▶ **READING PASSAGE**
But I have noticed over recent years that that perfectly legitimate concept of opposition to Israel being distinct from anti-Semitism has morphed progressively from a shield into a sword. That's not to say it doesn't also survive in its original, legitimate form. But without any significant increase that I've seen in the incidence of unfair accusations of anti-Semitism, there's been a palpable increase in the frequency of angry, defensive attacks on Zionists as presumptively just about to scream "Jew-hater!" IMHO the apparent increase in the latter, unattended by a corresponding increase in the former suggests pre-emptive attempts to chill the Zionists' arguments, not responses to actual attacks on the critics.

But I could be wrong. If anyone's done research on this question, I'd love to see it.
7.10.2007 1:26am
Tracy W (mail):
Does the United States have any strategic interest in advancing the interests of Israel?


Yes. Ever since Israel got the atomic bomb (courtesy of France, I might add, and despite the US's efforts to stop it), the US has had a strategic interest in Israel. This is if Israel felt that it's survival was endangered by Arab countries it would almost certainly use its nuclear weapons.
So to the extent the US has an interest in avoiding a nuclear war in the Middle East it has an interest in ensuring that Israel has plenty of non-nuclear ways of ensuring its survival.

▶ **YOUR TASKS**
a. According to the passage, which country helped Israel get the atomic bomb?
b. Filter the rows below and copy every line that contains the string "anchor". Case counts.

▶ **INPUT RECORDS**
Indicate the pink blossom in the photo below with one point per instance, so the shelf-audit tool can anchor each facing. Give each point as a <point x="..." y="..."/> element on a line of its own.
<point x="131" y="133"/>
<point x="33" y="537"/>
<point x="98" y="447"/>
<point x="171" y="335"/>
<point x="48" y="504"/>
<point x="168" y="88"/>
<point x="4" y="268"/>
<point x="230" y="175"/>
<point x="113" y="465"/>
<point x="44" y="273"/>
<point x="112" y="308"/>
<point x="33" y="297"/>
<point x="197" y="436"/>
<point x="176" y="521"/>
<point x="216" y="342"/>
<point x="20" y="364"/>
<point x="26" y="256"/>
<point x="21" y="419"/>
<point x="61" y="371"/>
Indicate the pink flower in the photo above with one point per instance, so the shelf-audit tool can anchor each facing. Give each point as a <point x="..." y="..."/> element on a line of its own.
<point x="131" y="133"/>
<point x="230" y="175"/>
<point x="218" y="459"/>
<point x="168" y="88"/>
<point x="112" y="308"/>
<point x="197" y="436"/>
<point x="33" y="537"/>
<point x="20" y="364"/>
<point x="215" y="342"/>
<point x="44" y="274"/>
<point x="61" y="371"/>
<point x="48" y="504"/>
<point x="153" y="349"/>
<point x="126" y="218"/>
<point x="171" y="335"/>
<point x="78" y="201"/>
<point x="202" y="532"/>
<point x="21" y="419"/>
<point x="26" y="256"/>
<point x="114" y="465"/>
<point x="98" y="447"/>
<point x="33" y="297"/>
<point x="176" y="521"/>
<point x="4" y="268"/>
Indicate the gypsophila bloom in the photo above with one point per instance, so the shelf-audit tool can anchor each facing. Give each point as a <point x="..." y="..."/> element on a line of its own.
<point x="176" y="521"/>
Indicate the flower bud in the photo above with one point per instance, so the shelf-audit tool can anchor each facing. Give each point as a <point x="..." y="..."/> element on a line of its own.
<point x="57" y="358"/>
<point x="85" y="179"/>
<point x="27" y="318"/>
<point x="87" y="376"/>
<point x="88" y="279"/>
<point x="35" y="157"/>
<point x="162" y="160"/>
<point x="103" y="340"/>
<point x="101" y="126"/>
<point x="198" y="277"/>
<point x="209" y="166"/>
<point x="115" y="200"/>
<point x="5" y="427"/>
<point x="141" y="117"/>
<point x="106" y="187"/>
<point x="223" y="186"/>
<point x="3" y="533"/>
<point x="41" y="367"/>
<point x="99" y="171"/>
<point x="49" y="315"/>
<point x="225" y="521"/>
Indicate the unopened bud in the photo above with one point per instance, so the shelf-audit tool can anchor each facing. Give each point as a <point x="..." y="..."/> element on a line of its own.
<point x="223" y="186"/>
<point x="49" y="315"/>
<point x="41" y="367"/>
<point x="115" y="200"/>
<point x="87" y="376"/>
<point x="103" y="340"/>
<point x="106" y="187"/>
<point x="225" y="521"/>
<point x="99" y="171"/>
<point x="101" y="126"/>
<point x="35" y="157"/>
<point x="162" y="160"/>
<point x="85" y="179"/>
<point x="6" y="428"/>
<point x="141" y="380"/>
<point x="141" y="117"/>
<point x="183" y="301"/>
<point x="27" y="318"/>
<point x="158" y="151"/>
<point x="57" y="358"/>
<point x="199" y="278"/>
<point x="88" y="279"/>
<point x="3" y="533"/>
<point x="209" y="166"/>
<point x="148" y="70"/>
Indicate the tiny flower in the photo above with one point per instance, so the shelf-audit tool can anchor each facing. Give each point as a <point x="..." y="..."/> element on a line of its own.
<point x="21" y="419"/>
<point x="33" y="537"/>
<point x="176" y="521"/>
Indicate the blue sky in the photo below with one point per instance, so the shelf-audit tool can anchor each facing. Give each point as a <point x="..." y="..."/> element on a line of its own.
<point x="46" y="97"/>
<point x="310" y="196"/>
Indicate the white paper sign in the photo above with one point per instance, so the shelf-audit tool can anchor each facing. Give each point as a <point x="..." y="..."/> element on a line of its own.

▶ **TASK-BY-TASK RESULTS**
a. France

b.
Indicate the pink blossom in the photo below with one point per instance, so the shelf-audit tool can anchor each facing. Give each point as a <point x="..." y="..."/> element on a line of its own.
Indicate the pink flower in the photo above with one point per instance, so the shelf-audit tool can anchor each facing. Give each point as a <point x="..." y="..."/> element on a line of its own.
Indicate the gypsophila bloom in the photo above with one point per instance, so the shelf-audit tool can anchor each facing. Give each point as a <point x="..." y="..."/> element on a line of its own.
Indicate the flower bud in the photo above with one point per instance, so the shelf-audit tool can anchor each facing. Give each point as a <point x="..." y="..."/> element on a line of its own.
Indicate the unopened bud in the photo above with one point per instance, so the shelf-audit tool can anchor each facing. Give each point as a <point x="..." y="..."/> element on a line of its own.
Indicate the tiny flower in the photo above with one point per instance, so the shelf-audit tool can anchor each facing. Give each point as a <point x="..." y="..."/> element on a line of its own.
Indicate the blue sky in the photo below with one point per instance, so the shelf-audit tool can anchor each facing. Give each point as a <point x="..." y="..."/> element on a line of its own.
Indicate the white paper sign in the photo above with one point per instance, so the shelf-audit tool can anchor each facing. Give each point as a <point x="..." y="..."/> element on a line of its own.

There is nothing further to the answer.